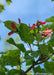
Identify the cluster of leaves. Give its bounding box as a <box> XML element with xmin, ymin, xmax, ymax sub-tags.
<box><xmin>0</xmin><ymin>16</ymin><xmax>54</xmax><ymax>75</ymax></box>
<box><xmin>0</xmin><ymin>0</ymin><xmax>12</xmax><ymax>13</ymax></box>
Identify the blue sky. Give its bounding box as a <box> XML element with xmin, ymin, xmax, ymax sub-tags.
<box><xmin>0</xmin><ymin>0</ymin><xmax>54</xmax><ymax>51</ymax></box>
<box><xmin>0</xmin><ymin>0</ymin><xmax>54</xmax><ymax>71</ymax></box>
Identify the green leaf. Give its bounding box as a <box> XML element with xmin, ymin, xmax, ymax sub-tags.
<box><xmin>3</xmin><ymin>20</ymin><xmax>19</xmax><ymax>31</ymax></box>
<box><xmin>51</xmin><ymin>57</ymin><xmax>54</xmax><ymax>61</ymax></box>
<box><xmin>31</xmin><ymin>51</ymin><xmax>39</xmax><ymax>58</ymax></box>
<box><xmin>7</xmin><ymin>38</ymin><xmax>26</xmax><ymax>52</ymax></box>
<box><xmin>0</xmin><ymin>3</ymin><xmax>4</xmax><ymax>13</ymax></box>
<box><xmin>0</xmin><ymin>50</ymin><xmax>20</xmax><ymax>66</ymax></box>
<box><xmin>25</xmin><ymin>50</ymin><xmax>31</xmax><ymax>55</ymax></box>
<box><xmin>24</xmin><ymin>55</ymin><xmax>34</xmax><ymax>66</ymax></box>
<box><xmin>30</xmin><ymin>29</ymin><xmax>34</xmax><ymax>33</ymax></box>
<box><xmin>40</xmin><ymin>44</ymin><xmax>53</xmax><ymax>55</ymax></box>
<box><xmin>19</xmin><ymin>23</ymin><xmax>34</xmax><ymax>44</ymax></box>
<box><xmin>16</xmin><ymin>44</ymin><xmax>26</xmax><ymax>52</ymax></box>
<box><xmin>33</xmin><ymin>66</ymin><xmax>45</xmax><ymax>73</ymax></box>
<box><xmin>7</xmin><ymin>38</ymin><xmax>16</xmax><ymax>45</ymax></box>
<box><xmin>52</xmin><ymin>0</ymin><xmax>54</xmax><ymax>1</ymax></box>
<box><xmin>46</xmin><ymin>16</ymin><xmax>54</xmax><ymax>22</ymax></box>
<box><xmin>44</xmin><ymin>61</ymin><xmax>54</xmax><ymax>73</ymax></box>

════════

From the data above, extract every line that contains the string "Identify", with case taken into account.

## RESPONSE TO THIS EXERCISE
Identify the cluster of leaves. Give its bounding box as a <box> XML element with xmin, ymin, xmax, ymax sub-tags.
Identify the blue sky. Give its bounding box as a <box> XML element with xmin, ymin, xmax, ymax sub-tags.
Identify the green leaf. Give its bounding box as a <box> XML element with xmin, ymin, xmax, ymax sub-tags.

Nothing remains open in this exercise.